# EXCERPT

▼▼▼

And there is fun to be had. While some bristle at the way the action cuts away in earlier moments, I find so much pleasure in the clever uses of location and characters to help the audience come to an understanding of what’s taking place. Given the eventual throwdowns going on, I also respect the sense of restraint as far as holding back from delivering too much of a good thing yet still finding interesting ways to deliver on spectacle throughout the film’s two-hour runtime.

That sense of awe really does come through as well. Oscar-winner Alexandre Desplat is not the first name one thinks of when it comes to monster movie scores, yet he developed what is essentially the score for a horror film, with added moments to create distinct motifs and really deliver when it comes to playing into the film’s grandiose moments of monsters mashing.

I could go on about this film. There are wordless subplots that deserve scene-by-scene breakdowns to indicate just how much thought went into developing a rich world that a modern Godzilla could exist in while proving how much characterization can come through in certain moments that don’t require intense one-on-one actor interactions. There’s also Ken Watanabe telling a room full of important people that letting Godzilla do the heavy lifting is the best course of action – that’s funny stuff. Godzilla is a terrific blockbuster that allowed Gareth Edwards the chance to show off his kaiju love through a film that could balance the tone effectively enough, without forgetting that it’s also a Godzilla film.



Encoding: HEVC / H.265

Resolution: 4K (2160p)

Aspect Ratio: 2.40:1

Layers: BD-100

Clarity/Detail: As much as I can talk about the creative filmmaking on display, this doesn’t take away from the fact that Godzilla is a very dark film. Night and day both seem dark in various instances. With that in mind, the 4K upgrade does what’s necessary to have the film represent its theatrical presentation over the (quite strong but) darkened Blu-ray transfer. Relying on the same 2K master from that Blu-ray, this is an improved film presentation, even if it’s not a complete overhaul. It’s the HDR-enhancement that really helps overall. Subtle changes to moments set in interiors or outdoors against dark scenery and fire look much more detailed. And there are so many wide shots that are allowed the chance to clearly show the level of destruction caused by Godzilla and the MUTOs.

Depth: Many great moments abound, especially when framing the monsters against the human perspective, getting a great sense of not only depth but the scale Gareth Edwards was going for. This is especially the case when looking at the establishing shots of the various locations, which is even grander when spotting a monster in the distance or at the center of attention.

Black Levels: Despite the moody atmosphere, it is easy to see lots of darkness, and the blacks are inky and wonderful throughout. There’s some minimal crushing given all the extended nighttime scenes, but hardly something hurting the film. The use of shadow and dark scenes now have an improved look, as various elements pop so much better against them, like the glow of the monsters, flames, and more.

▲▲▲

# DATA BLOCK
▼▼▼

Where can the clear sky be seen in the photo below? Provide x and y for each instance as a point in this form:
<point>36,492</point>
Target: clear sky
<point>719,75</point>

▲▲▲

# TASKS
**A.** In the Godzilla 4K review, what master is the 4K release based on?
**B.** Continue the Godzilla 4K review after its last sentence.

# OUTPUTS BY TASK
**A.** It uses the same 2K master as the earlier Blu-ray.

**B.**
Color Reproduction: The color palette is certainly quite muted when it comes to huge monsters and city-wide destruction, though certain sequences do feature several elements that look great when they occur.  Given the tone of the film, the lack of a lot of great colorful moments makes sense, but when it does take place, this upgrade is now able to really highlight certain scenes featuring a broader spectrum.

Flesh Tones: Whether regarding the humans or Godzilla’s CGI flesh, the flesh tones are lifelike and highly detailed throughout. It would only get better in the Monsterverse from here regarding the monster effects, but this still satisfies.

Noise/Artifacts: Nothing in sight.



Audio Format(s): English Dolby Atmos, English Dolby TrueHD 7.1, Francais 5.1 (Dubbed in Quebec), Español 5.1, German 5.1, Portuguese 5.1

Subtitles: English SDH, Francais, Español

Dynamics: If you have the truest of Dolby Atmos setups, there will be a bit of a difference from the Blu-ray’s terrific DTS-HD 7.1 track. Outside of this, most of my thoughts remain the same. Godzilla roars onto 4K, putting the viewer right in the thick of all the action taking place. The use of sound is incredibly well-rounded, allowing for plenty of chances to take in all the different elements utilized to make this film so effective from an auditory perspective.

Height: Thanks to the level of scale, there’s plenty to enjoy in listening to the destruction on display. One scene features a character falling from a great height, with a flaming train right behind them, allowing for one of the more impressive auditory moments, given the changing perspectives.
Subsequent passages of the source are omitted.